→ Exercise objective
Repeat the lines below exactly as written, please, from the line with "point(559, 544)" to the line with "Target: worker's head", both lines included, and no others.

→ Record set
Segment Open
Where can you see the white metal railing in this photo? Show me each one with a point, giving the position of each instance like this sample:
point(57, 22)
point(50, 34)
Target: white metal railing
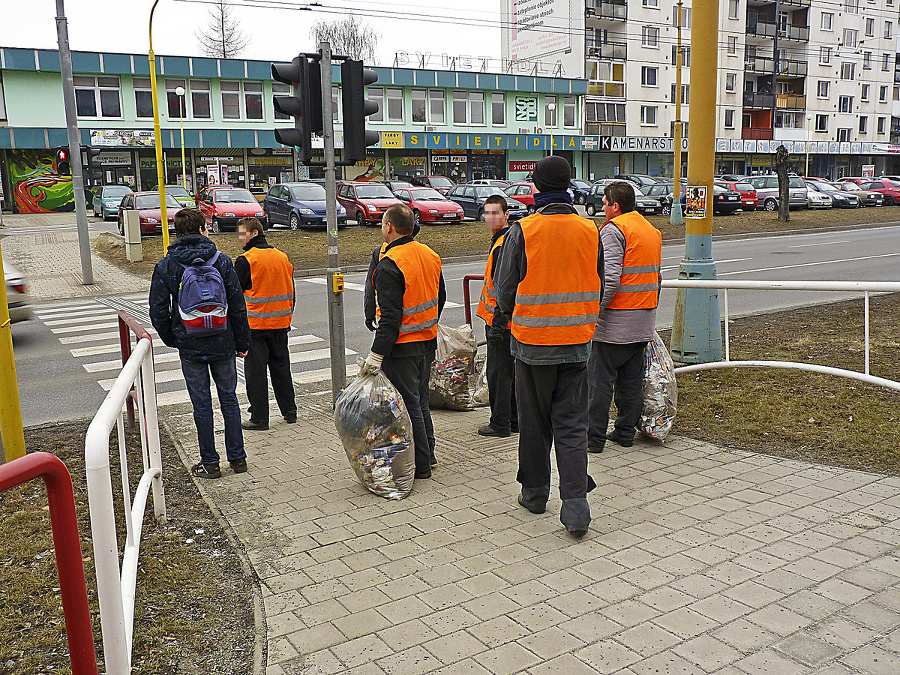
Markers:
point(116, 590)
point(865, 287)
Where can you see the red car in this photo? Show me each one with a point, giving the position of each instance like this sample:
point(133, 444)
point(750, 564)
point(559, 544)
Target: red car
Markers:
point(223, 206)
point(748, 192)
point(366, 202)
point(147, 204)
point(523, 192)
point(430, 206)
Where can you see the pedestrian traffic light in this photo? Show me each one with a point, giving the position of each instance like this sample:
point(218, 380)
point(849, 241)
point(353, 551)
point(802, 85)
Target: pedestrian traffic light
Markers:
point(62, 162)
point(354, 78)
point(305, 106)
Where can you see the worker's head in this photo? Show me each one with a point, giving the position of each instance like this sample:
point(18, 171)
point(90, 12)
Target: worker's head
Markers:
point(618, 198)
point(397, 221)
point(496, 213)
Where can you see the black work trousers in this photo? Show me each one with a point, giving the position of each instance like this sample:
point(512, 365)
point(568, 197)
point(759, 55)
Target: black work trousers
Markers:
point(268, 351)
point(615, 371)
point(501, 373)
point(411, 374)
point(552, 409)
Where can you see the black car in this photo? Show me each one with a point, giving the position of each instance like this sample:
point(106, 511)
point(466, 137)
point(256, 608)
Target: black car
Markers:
Segment Closed
Segment Open
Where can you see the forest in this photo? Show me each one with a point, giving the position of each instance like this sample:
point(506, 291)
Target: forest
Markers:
Segment Closed
Segment Open
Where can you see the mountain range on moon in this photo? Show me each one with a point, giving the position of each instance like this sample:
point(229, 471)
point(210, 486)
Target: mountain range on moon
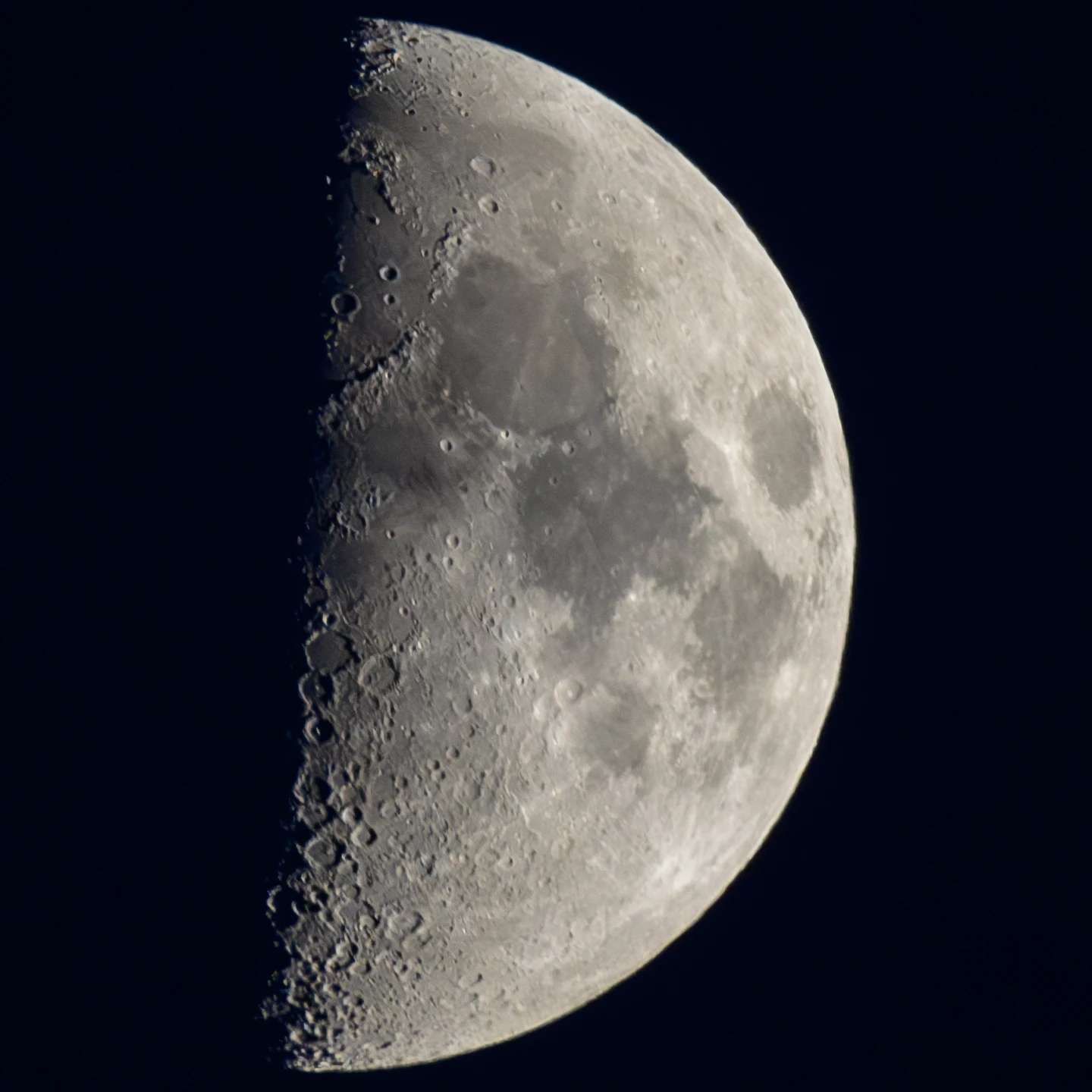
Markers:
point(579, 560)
Segment Closed
→ Finished exercise
point(559, 544)
Target: red car
Markers:
point(223, 206)
point(748, 192)
point(366, 202)
point(147, 204)
point(523, 192)
point(430, 206)
Where can you see the pedestrian traffic light in this photo? Show me each one with a point, giving the position of each instance like this sample:
point(218, 380)
point(849, 241)
point(353, 551)
point(802, 85)
Target: pedestrian traffic light
Markers:
point(62, 162)
point(354, 78)
point(305, 106)
Where can you see the worker's head in this photo? Show me each one with a point, giving the position of each instance like this sample:
point(18, 171)
point(90, 12)
Target: worker's head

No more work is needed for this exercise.